***** Trecho *****

No livro Globalização e Sistema Mundial, Ensaios em Comemoração dos 60 Anos de Theotônio dos Santos, foi acrescentadado um apêndice, no qual foram publicadas versões chinesas das duas obras mais recentes de Theotônio, uma é A Teoria da Dependência: Balanço e Perspectivas,5 e a outra, Economia Mundial: Integração Regional & Desenvolvimento Sustentável.6 A publicação dessas duas obras de Theotônio é uma continuação da publicação da sua obra-prima Imperialismo y Dependência em 1992 (primeira edição) e 1999 (segunda edição), pela mesma editora— Social Sciences Documentation Publishing House.7

Na introdução da edição chinesa de Imperialismo y Dependência, Yuan Ying-cang, pesquisador do Instituto de Estudos Latino-americanos da Academia Chinesa das Ciências Sociais afirmou:

Imperialismo y Dependência de Theotônio dos Santos é uma das obras principais da Teoria da Dependência. Formulou, de maneira sistemática e convincente, o conceito, as formas e as estruturas da Dependência... A Teoria da Dependência surgiu na América Latina no início dos anos 60 até o meado dos anos 70, como um instrumento para estudar a expansão do imperialismo nos países subdesenvolvidos. A característica principal desse pensamento social é abordar a questão do imperialismo através das perspectivas dos países periféricos do sistema capitalista contemporâneo.

*****

*Enunciado 1:* Pode transcrever o trecho sobre as obras de Theotônio dos Santos, começando em "Na introdução da" e terminando em "sistema capitalista contemporâneo."?
*Enunciado 2:* Pode retomar o trecho sobre as obras de Theotônio dos Santos e prosseguir a partir do ponto em que ele termina?

***** Itens *****

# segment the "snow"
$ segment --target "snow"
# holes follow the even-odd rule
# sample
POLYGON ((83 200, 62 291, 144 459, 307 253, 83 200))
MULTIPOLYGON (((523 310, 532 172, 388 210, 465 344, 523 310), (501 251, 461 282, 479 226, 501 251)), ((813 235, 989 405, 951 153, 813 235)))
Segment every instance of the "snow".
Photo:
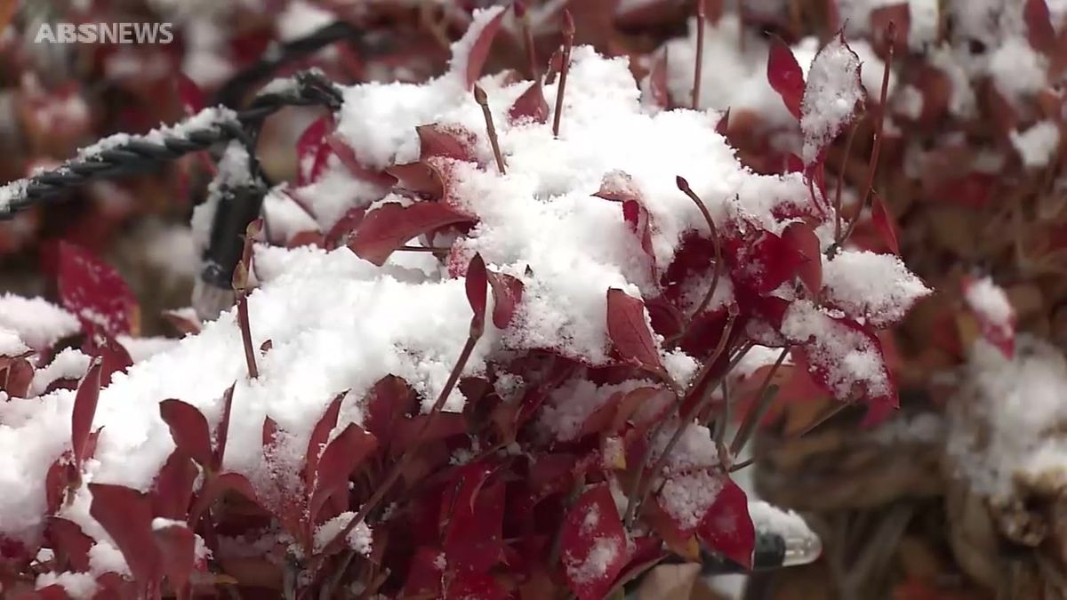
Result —
POLYGON ((550 440, 568 442, 578 437, 582 426, 600 407, 616 394, 625 394, 642 386, 653 386, 648 380, 598 386, 584 378, 572 379, 552 392, 538 420, 538 429, 550 440))
POLYGON ((44 350, 81 327, 77 317, 43 298, 4 294, 0 296, 0 329, 13 332, 35 350, 44 350))
POLYGON ((989 75, 1009 100, 1039 92, 1048 82, 1048 59, 1023 37, 1010 37, 989 58, 989 75))
POLYGON ((75 600, 92 598, 97 589, 96 578, 91 573, 76 573, 71 571, 41 573, 34 582, 36 589, 49 585, 62 586, 67 596, 75 600))
POLYGON ((697 471, 667 479, 658 499, 682 530, 692 530, 715 504, 723 486, 721 475, 697 471))
POLYGON ((972 490, 1008 501, 1019 485, 1062 489, 1067 440, 1067 360, 1029 335, 1014 359, 984 340, 971 349, 967 389, 953 399, 946 452, 972 490))
MULTIPOLYGON (((319 525, 315 530, 315 551, 318 552, 325 548, 348 525, 353 517, 355 517, 355 512, 341 512, 319 525)), ((371 537, 370 527, 366 523, 361 522, 359 525, 352 527, 352 531, 348 532, 348 536, 345 539, 348 541, 348 547, 352 550, 364 556, 370 555, 373 538, 371 537)))
POLYGON ((20 357, 30 351, 17 333, 0 329, 0 357, 20 357))
POLYGON ((1060 126, 1052 121, 1039 121, 1025 131, 1012 131, 1012 145, 1028 169, 1048 165, 1060 149, 1060 126))
POLYGON ((964 301, 990 325, 1012 327, 1015 320, 1015 309, 1012 307, 1007 294, 993 283, 992 278, 983 278, 966 285, 964 301))
POLYGON ((41 395, 59 379, 81 379, 89 370, 90 357, 75 348, 64 348, 47 366, 33 373, 30 394, 41 395))
MULTIPOLYGON (((493 14, 478 13, 476 23, 483 25, 493 14)), ((458 54, 469 44, 468 34, 457 46, 458 54)), ((461 62, 457 59, 456 64, 461 62)), ((801 175, 762 176, 744 169, 733 148, 715 132, 717 114, 643 109, 625 59, 605 59, 589 47, 574 49, 559 138, 551 126, 509 124, 508 108, 528 82, 488 76, 480 84, 490 99, 508 174, 471 163, 439 162, 451 174, 447 202, 479 219, 466 237, 456 241, 452 254, 467 257, 480 252, 491 269, 523 281, 524 297, 508 329, 487 327, 464 376, 482 375, 489 363, 530 349, 551 349, 580 356, 593 366, 606 365, 612 360, 606 331, 607 290, 620 288, 635 297, 660 293, 618 204, 592 196, 606 175, 621 170, 641 191, 653 223, 652 252, 660 265, 671 262, 685 233, 706 226, 700 211, 678 191, 678 175, 688 179, 717 221, 744 215, 746 221, 771 233, 780 233, 786 224, 775 217, 776 207, 810 202, 801 175)), ((419 85, 348 88, 337 115, 339 135, 364 167, 382 169, 418 158, 416 126, 461 126, 476 133, 475 153, 491 164, 481 108, 465 88, 457 70, 419 85)), ((550 106, 556 93, 555 84, 545 86, 550 106)), ((216 117, 226 115, 208 111, 195 119, 216 117)), ((227 158, 240 162, 240 152, 230 146, 227 158)), ((241 179, 236 167, 221 171, 223 177, 241 179)), ((350 207, 367 206, 384 195, 371 185, 353 186, 355 180, 343 164, 330 161, 316 184, 319 187, 300 190, 301 198, 308 200, 324 224, 350 207), (329 200, 322 200, 325 196, 329 200)), ((210 207, 201 207, 194 217, 193 236, 198 242, 206 235, 209 215, 210 207)), ((259 247, 254 266, 259 286, 249 297, 253 347, 272 342, 272 348, 257 357, 260 376, 246 378, 233 311, 205 323, 201 333, 144 358, 127 374, 115 374, 100 392, 93 426, 102 430, 95 460, 84 465, 83 483, 146 490, 174 447, 158 402, 165 398, 189 402, 213 427, 221 414, 220 398, 235 381, 234 407, 241 417, 230 422, 224 468, 248 475, 257 489, 266 489, 269 480, 260 445, 267 415, 289 432, 291 443, 284 444, 281 463, 296 465, 323 407, 340 392, 350 391, 338 427, 362 421, 360 401, 388 374, 409 382, 424 410, 432 406, 467 338, 471 319, 464 281, 452 278, 447 266, 428 253, 401 252, 377 267, 347 248, 328 252, 309 247, 259 247)), ((723 297, 729 300, 730 296, 723 297)), ((792 320, 802 325, 811 319, 792 320)), ((660 352, 672 375, 687 378, 695 366, 691 362, 660 352)), ((75 359, 64 359, 68 360, 75 359)), ((582 392, 589 394, 584 396, 588 400, 584 411, 595 405, 602 391, 582 392)), ((464 401, 453 390, 445 410, 458 411, 464 401)), ((0 533, 20 539, 39 535, 43 473, 69 443, 73 402, 74 393, 60 390, 0 404, 0 489, 5 490, 0 495, 4 516, 0 533)), ((567 432, 578 412, 572 414, 570 407, 557 410, 559 421, 550 428, 567 432)), ((690 426, 669 469, 717 464, 710 442, 706 428, 690 426)), ((98 566, 121 565, 121 556, 109 563, 115 557, 109 549, 114 549, 89 515, 90 502, 87 487, 78 488, 63 516, 101 540, 93 550, 98 566)), ((622 549, 601 550, 604 558, 622 549)), ((578 570, 596 564, 600 560, 578 570)))
POLYGON ((855 119, 864 97, 859 70, 859 57, 840 36, 831 38, 812 61, 800 104, 805 164, 813 163, 822 148, 855 119))
POLYGON ((823 263, 823 288, 833 306, 875 326, 899 321, 931 291, 898 256, 848 250, 823 263))
POLYGON ((306 37, 337 19, 333 13, 316 6, 306 0, 289 2, 274 21, 277 38, 291 42, 306 37))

*****

*Resposta do exercício 1:*
Na introdução da edição chinesa de Imperialismo y Dependência, Yuan Ying-cang, pesquisador do Instituto de Estudos Latino-americanos da Academia Chinesa das Ciências Sociais afirmou:

Imperialismo y Dependência de Theotônio dos Santos é uma das obras principais da Teoria da Dependência. Formulou, de maneira sistemática e convincente, o conceito, as formas e as estruturas da Dependência... A Teoria da Dependência surgiu na América Latina no início dos anos 60 até o meado dos anos 70, como um instrumento para estudar a expansão do imperialismo nos países subdesenvolvidos. A característica principal desse pensamento social é abordar a questão do imperialismo através das perspectivas dos países periféricos do sistema capitalista contemporâneo.

*Resposta do exercício 2:*
Theotônio abordou a problemática do ponto de vista marxista-leninista. A sua motivação é aprofundar e enriquecer a Teoria do Imperialismo concebida por Lenin. A partir das suas analises sobre a expansão das corporações transnacionais e das novas formas da Dependência, Theotônio fortaleceu a metodologia do marxismo e a capacidade deste de explicar as novas realidades históricas...”8

Theotônio dos Santos é reconhecido na China como um dos principais fundadores da Teoria da Dependência. Nasceu em Carangola, Minas Gerais, em 11 de novembro de 1936. Entre 1958 e 1961 se formou em sociologia na Faculdade de Economia da Universidade Federal de Minas Gerais. Entre 1960 e 1964, estudou sistematicamente o marxismo. Uma parte importante de sua atividade intelectual nesse período foi sua participação nos movimentos sociais que se estendeu à clandestinidade depois do golpe de 1964 até 1966 quando se exilou no Chile. O eixo da sua militancia política era a POLOP, de que foi fundador em 1961 e cuja direção nacional assumiu em 1964. Depois do golpe militar, foi expulso da Universidade de Brasília e condenado à prisão pelo tribunal Militar de Belo Horizonte, como “autor intelectual da penetração subversiva no campo”. Theotônio exilou-se no Chile em 1966, momento em que se vinculou à Universidade do Chile como investigador e posteriormente diretor do Centro de Estudos Sócio-Econômicos (CESO).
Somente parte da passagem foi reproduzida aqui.